§ PASSAGE PROVIDED
★ ★ ★ ★ ★

Colin Quinn Long Story Short

From: The Hollywood Reporter | By: David Rooney | Date: 11/9/2010

While full-length stand-up acts tend to jump from place to place, Quinn and Seinfeld have worked with skill to shape the material into a fluid discourse in the manner of monologists such as Spalding Gray or Mike Daisey.

9

Colin Quinn's history lesson in 'Long Story Short'

From: Newsday | By: Linda Winer | Date: 11/9/2010

In a country where more and more people get their news from Jon Stewart, what's so unthinkable about getting our world history from Colin Quinn? To say we could do worse - a lot worse - is meant only as praise for 'Colin Quinn: Long Story Short,' the mostly smart and shrewd little stand-up comedy/psychopolitical history lesson.

7

Colin Quinn tells ‘Long Story Short’ with Jerry Seinfeld touches

From: New Jersey Newsroom | By: Michael Sommers | Date: 11/9/2010

Spinning through the history of the civilized world in 75 clever minutes, Quinn claims society's bad habits today basically stem from our genetic pool. 'Our ancestors are not the people who starved to death waiting for their turn on line,' he says. Aside from adding some fancier visuals and making a few tweaks to the nicely-shaped text, Quinn and his smart director, Jerry Seinfeld, present the same entertaining show I reviewed last August.

7

Long Story Short

From: New York Daily News | By: Joe Dziemianowicz | Date: 11/10/2010

But cramming a couple of thousand years of material into a one-act is no mean feat. He tends to rush, trailing off before he finishes thoughts and sentences. Otherwise, it's a polished act. And with Broadway prices for an act that's just an hour and change, it should be.

8

Long Story Short

From: Time | By: Richard Zoglin | Date: 11/9/2010

Directed by his pal Jerry Seinfeld, Long Story Short has no production values to speak of (though a Google-maps-style geographical slide show provides a nice visual accent) and doesn't exactly prove that stand-up comedy belongs on Broadway. But until something better comes along, it's state-of-the-art.

★ ★ ★ ★ ★

§ RECORDED INFORMATION
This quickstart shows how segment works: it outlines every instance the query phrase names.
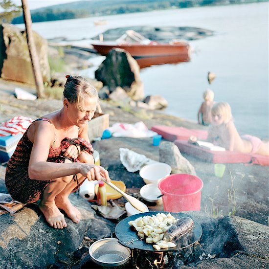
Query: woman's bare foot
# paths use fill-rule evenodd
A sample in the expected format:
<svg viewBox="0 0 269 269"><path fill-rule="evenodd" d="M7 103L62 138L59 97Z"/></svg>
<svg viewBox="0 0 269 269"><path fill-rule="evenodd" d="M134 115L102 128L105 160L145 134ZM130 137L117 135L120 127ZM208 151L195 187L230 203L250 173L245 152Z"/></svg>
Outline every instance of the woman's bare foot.
<svg viewBox="0 0 269 269"><path fill-rule="evenodd" d="M80 221L79 210L71 203L68 198L58 195L55 198L55 204L58 208L64 210L73 222L78 223Z"/></svg>
<svg viewBox="0 0 269 269"><path fill-rule="evenodd" d="M54 202L41 201L39 208L48 224L55 229L63 229L67 226L64 214L61 213Z"/></svg>

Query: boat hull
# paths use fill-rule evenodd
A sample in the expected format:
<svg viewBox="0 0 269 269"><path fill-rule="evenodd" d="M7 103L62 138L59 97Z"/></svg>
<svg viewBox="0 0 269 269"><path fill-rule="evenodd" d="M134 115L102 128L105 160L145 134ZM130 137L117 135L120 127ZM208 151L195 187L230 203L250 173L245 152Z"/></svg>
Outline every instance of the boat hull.
<svg viewBox="0 0 269 269"><path fill-rule="evenodd" d="M112 48L124 49L137 61L141 68L152 65L187 62L190 59L190 46L184 42L173 45L153 43L151 45L92 45L98 53L104 56L106 56Z"/></svg>

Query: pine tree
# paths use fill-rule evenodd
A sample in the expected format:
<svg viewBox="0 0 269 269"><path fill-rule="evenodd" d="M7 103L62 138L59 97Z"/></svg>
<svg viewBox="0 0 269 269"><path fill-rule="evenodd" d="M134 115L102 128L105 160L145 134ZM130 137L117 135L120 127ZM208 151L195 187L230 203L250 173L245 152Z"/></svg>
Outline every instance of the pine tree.
<svg viewBox="0 0 269 269"><path fill-rule="evenodd" d="M11 0L0 0L0 24L9 23L13 18L22 12L22 7L14 4Z"/></svg>

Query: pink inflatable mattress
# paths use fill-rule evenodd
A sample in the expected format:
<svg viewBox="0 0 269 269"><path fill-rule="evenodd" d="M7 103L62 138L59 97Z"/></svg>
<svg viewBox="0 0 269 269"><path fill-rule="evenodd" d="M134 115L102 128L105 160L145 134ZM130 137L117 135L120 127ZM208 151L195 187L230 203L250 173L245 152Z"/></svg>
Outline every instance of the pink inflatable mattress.
<svg viewBox="0 0 269 269"><path fill-rule="evenodd" d="M165 125L155 125L151 130L160 134L164 139L172 142L176 139L188 140L191 135L196 136L198 140L205 140L207 137L207 131L202 130Z"/></svg>
<svg viewBox="0 0 269 269"><path fill-rule="evenodd" d="M182 153L196 157L202 160L214 163L251 163L269 165L269 157L242 153L234 151L213 151L190 144L184 140L176 140L175 144Z"/></svg>

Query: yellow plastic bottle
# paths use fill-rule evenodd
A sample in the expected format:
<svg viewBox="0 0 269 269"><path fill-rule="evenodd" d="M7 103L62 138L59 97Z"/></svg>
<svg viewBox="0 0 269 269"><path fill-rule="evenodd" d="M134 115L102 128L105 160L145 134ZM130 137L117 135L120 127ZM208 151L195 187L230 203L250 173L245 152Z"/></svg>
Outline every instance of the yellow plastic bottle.
<svg viewBox="0 0 269 269"><path fill-rule="evenodd" d="M99 205L104 205L105 206L107 206L108 205L106 187L105 187L105 183L102 181L99 182L97 192L97 203Z"/></svg>

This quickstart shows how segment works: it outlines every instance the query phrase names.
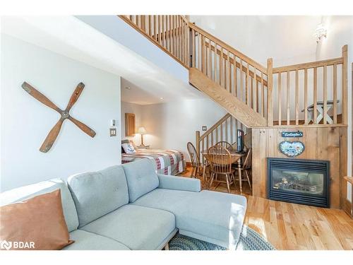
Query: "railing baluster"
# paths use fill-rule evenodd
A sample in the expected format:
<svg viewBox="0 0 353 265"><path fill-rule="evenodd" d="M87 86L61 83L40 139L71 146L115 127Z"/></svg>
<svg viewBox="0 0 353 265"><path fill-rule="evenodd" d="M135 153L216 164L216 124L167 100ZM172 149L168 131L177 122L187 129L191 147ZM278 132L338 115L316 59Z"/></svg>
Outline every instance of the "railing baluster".
<svg viewBox="0 0 353 265"><path fill-rule="evenodd" d="M308 124L308 69L304 69L304 124Z"/></svg>
<svg viewBox="0 0 353 265"><path fill-rule="evenodd" d="M223 86L223 47L222 46L220 54L220 85Z"/></svg>
<svg viewBox="0 0 353 265"><path fill-rule="evenodd" d="M278 73L278 125L282 125L282 81L281 72Z"/></svg>
<svg viewBox="0 0 353 265"><path fill-rule="evenodd" d="M155 41L157 41L157 16L153 15L153 37Z"/></svg>
<svg viewBox="0 0 353 265"><path fill-rule="evenodd" d="M299 124L299 78L298 69L295 71L295 124Z"/></svg>
<svg viewBox="0 0 353 265"><path fill-rule="evenodd" d="M215 83L217 83L217 42L215 42L215 50L213 51L214 62L213 62L213 73L215 75Z"/></svg>
<svg viewBox="0 0 353 265"><path fill-rule="evenodd" d="M244 92L244 78L243 78L243 60L240 59L240 97L239 99L244 101L243 92Z"/></svg>
<svg viewBox="0 0 353 265"><path fill-rule="evenodd" d="M337 124L337 64L333 65L333 123Z"/></svg>
<svg viewBox="0 0 353 265"><path fill-rule="evenodd" d="M318 117L318 69L316 67L313 69L313 124L317 124L317 117Z"/></svg>
<svg viewBox="0 0 353 265"><path fill-rule="evenodd" d="M233 83L234 83L234 86L233 86L233 95L237 97L237 57L235 54L233 54Z"/></svg>
<svg viewBox="0 0 353 265"><path fill-rule="evenodd" d="M290 108L289 108L289 71L287 71L287 125L289 125Z"/></svg>
<svg viewBox="0 0 353 265"><path fill-rule="evenodd" d="M327 66L323 66L323 124L325 124L328 115L328 69Z"/></svg>
<svg viewBox="0 0 353 265"><path fill-rule="evenodd" d="M231 73L230 73L230 59L229 59L229 51L227 53L227 78L228 81L227 82L228 86L228 89L229 90L229 93L232 93L232 86L231 86Z"/></svg>
<svg viewBox="0 0 353 265"><path fill-rule="evenodd" d="M249 63L246 64L246 75L245 76L245 103L249 105Z"/></svg>
<svg viewBox="0 0 353 265"><path fill-rule="evenodd" d="M260 112L260 109L258 108L258 81L256 78L255 78L255 82L256 82L256 112Z"/></svg>
<svg viewBox="0 0 353 265"><path fill-rule="evenodd" d="M263 73L261 73L261 113L263 117L265 117L265 86Z"/></svg>

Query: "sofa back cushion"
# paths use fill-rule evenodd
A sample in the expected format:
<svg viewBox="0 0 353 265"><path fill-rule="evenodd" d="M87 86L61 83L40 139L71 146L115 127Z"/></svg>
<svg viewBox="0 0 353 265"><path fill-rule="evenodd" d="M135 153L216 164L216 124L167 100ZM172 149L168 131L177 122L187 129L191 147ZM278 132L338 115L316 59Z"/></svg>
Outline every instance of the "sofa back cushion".
<svg viewBox="0 0 353 265"><path fill-rule="evenodd" d="M70 177L68 183L76 206L79 228L128 203L121 165L77 174Z"/></svg>
<svg viewBox="0 0 353 265"><path fill-rule="evenodd" d="M60 189L61 194L64 216L68 232L73 231L78 226L76 208L70 191L65 182L61 179L53 179L4 192L0 194L0 206L22 201L58 189Z"/></svg>
<svg viewBox="0 0 353 265"><path fill-rule="evenodd" d="M126 176L130 202L134 202L160 184L155 164L150 159L141 159L123 165Z"/></svg>

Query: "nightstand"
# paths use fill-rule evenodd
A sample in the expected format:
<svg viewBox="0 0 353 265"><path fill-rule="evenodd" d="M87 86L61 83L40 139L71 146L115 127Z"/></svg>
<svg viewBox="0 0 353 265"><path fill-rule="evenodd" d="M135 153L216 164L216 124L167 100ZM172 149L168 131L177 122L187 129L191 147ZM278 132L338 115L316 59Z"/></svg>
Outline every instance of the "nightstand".
<svg viewBox="0 0 353 265"><path fill-rule="evenodd" d="M150 146L138 146L136 147L138 149L150 149Z"/></svg>

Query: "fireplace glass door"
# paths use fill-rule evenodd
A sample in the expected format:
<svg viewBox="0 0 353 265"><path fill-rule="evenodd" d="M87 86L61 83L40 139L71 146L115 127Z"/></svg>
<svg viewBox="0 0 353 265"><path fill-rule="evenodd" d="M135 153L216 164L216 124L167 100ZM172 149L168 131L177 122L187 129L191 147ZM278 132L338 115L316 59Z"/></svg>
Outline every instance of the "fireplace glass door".
<svg viewBox="0 0 353 265"><path fill-rule="evenodd" d="M310 172L273 170L271 184L273 189L323 195L324 175Z"/></svg>
<svg viewBox="0 0 353 265"><path fill-rule="evenodd" d="M329 172L328 161L268 158L268 199L329 207Z"/></svg>

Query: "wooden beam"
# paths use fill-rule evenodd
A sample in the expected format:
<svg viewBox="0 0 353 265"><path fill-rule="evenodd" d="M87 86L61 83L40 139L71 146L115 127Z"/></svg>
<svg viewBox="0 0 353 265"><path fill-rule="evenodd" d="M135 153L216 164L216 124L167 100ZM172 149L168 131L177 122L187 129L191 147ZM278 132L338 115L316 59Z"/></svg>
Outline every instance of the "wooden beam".
<svg viewBox="0 0 353 265"><path fill-rule="evenodd" d="M247 127L266 124L266 119L259 113L233 96L222 86L205 76L198 69L190 69L189 78L191 85L208 95Z"/></svg>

★ ★ ★ ★ ★

§ PROMPT
Output the text of the review excerpts on Colin Quinn's "Long Story Short" between "From: New Jersey" and "reviewed last August.", inclusive, with no changes. These records were drawn from a separate source.

§ WRITTEN ANSWER
From: New Jersey Newsroom | By: Michael Sommers | Date: 11/9/2010

Spinning through the history of the civilized world in 75 clever minutes, Quinn claims society's bad habits today basically stem from our genetic pool. 'Our ancestors are not the people who starved to death waiting for their turn on line,' he says. Aside from adding some fancier visuals and making a few tweaks to the nicely-shaped text, Quinn and his smart director, Jerry Seinfeld, present the same entertaining show I reviewed last August.